### What is being asked
The answer must be every line from the entries below that includes "church".

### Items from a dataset

%%

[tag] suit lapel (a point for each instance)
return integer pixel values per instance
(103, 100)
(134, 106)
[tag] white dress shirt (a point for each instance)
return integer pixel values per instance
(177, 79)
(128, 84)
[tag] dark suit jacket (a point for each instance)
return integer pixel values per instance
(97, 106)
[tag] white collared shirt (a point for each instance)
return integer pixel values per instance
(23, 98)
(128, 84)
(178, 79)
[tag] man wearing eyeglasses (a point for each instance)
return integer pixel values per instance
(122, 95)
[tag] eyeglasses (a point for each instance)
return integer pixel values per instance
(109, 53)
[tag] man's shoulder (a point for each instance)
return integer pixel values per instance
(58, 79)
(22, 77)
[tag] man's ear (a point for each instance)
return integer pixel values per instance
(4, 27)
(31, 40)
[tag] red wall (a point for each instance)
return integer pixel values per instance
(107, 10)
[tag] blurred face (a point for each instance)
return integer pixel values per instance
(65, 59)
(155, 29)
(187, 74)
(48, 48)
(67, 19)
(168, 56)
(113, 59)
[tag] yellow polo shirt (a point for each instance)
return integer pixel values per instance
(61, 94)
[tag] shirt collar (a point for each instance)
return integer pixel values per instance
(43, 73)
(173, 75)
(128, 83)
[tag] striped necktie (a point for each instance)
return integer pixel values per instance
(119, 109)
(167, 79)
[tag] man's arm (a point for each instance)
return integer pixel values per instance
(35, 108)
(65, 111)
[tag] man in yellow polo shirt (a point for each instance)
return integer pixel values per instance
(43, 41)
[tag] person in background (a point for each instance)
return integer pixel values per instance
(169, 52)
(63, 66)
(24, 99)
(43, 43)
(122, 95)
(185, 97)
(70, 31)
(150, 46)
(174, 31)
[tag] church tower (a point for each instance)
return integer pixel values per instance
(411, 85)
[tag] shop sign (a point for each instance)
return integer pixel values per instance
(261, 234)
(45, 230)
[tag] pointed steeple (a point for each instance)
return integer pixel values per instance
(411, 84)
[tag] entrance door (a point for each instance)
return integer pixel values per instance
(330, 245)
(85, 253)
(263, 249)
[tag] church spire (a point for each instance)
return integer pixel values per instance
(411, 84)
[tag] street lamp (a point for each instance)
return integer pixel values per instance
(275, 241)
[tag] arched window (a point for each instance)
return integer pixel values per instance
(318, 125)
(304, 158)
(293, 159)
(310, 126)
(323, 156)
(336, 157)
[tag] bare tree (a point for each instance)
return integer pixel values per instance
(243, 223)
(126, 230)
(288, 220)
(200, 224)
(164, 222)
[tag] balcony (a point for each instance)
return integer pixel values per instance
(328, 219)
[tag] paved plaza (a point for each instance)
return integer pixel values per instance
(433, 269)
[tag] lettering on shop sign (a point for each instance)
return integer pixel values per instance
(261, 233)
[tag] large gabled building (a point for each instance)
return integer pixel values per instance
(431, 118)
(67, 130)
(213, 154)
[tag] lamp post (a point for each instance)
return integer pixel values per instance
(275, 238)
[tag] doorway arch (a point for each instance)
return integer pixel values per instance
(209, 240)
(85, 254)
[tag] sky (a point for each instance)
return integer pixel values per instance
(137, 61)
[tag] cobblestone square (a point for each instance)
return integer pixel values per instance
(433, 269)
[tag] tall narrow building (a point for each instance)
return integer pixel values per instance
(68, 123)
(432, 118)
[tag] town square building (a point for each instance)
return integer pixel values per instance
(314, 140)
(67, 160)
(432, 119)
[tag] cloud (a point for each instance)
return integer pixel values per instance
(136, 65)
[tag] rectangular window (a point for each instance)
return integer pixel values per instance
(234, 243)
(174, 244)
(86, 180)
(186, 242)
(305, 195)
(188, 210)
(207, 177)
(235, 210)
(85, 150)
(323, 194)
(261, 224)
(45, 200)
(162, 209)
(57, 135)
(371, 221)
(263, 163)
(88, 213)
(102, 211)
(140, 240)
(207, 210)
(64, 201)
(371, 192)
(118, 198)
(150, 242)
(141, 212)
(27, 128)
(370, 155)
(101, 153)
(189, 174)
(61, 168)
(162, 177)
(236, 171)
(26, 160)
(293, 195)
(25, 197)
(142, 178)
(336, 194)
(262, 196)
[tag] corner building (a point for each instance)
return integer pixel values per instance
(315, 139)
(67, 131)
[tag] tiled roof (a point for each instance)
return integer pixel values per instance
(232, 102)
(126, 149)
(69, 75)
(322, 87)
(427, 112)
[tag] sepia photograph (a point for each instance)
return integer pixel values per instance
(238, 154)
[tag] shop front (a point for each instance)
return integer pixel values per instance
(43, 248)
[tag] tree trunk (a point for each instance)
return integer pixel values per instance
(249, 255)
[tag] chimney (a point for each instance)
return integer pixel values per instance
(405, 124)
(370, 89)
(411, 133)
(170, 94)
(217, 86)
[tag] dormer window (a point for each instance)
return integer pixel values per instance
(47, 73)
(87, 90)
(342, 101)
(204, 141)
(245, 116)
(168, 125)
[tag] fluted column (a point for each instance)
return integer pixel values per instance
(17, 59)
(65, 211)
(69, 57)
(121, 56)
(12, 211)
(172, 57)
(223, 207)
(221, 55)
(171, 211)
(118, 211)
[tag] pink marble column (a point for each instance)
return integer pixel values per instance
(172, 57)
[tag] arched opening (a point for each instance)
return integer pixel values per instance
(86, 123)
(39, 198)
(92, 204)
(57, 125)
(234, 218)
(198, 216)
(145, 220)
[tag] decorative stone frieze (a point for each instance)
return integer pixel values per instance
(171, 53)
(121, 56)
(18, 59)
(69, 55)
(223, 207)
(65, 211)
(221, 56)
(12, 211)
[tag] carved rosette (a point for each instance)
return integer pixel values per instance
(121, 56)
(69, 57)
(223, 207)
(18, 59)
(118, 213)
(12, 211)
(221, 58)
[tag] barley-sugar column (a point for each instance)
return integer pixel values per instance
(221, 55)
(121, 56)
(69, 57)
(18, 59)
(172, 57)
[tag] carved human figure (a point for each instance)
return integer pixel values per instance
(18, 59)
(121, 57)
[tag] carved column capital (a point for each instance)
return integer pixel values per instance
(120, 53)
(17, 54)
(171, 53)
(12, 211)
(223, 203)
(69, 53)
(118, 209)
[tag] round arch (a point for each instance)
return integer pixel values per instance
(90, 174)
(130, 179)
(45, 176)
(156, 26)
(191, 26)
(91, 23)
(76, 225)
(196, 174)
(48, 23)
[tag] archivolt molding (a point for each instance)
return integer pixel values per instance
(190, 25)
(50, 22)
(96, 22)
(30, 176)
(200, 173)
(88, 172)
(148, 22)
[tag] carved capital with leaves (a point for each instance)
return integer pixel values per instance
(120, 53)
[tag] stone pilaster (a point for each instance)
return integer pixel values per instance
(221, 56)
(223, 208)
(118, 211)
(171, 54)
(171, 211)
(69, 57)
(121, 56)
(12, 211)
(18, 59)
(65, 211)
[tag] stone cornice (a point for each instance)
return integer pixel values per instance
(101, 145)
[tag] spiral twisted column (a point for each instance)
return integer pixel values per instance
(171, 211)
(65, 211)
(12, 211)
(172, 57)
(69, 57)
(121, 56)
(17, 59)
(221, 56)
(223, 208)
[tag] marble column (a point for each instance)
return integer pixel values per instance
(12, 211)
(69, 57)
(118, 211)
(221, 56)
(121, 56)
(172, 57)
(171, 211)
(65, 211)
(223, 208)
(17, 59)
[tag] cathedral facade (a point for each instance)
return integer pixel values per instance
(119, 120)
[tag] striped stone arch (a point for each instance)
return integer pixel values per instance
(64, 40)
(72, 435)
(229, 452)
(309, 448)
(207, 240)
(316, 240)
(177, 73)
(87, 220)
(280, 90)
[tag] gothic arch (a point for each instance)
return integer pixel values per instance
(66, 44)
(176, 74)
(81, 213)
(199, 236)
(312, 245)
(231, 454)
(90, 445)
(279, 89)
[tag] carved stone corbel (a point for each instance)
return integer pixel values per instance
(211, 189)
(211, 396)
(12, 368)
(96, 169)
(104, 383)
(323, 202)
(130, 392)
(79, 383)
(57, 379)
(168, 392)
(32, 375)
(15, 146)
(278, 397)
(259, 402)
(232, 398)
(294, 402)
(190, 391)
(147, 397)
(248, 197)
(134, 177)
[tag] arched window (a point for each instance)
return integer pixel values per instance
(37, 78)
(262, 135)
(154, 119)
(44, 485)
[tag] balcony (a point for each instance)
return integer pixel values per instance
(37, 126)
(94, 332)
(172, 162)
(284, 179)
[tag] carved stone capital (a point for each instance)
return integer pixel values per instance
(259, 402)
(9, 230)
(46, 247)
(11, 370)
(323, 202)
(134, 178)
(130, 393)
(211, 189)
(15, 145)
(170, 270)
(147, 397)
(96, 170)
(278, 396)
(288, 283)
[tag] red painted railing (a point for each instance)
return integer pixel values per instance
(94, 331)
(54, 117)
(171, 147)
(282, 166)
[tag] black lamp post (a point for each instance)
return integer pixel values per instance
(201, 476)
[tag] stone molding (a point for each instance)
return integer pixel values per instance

%%

### Response to this exercise
[tag] church tower (a point for each instance)
[tag] church spire (a point for each instance)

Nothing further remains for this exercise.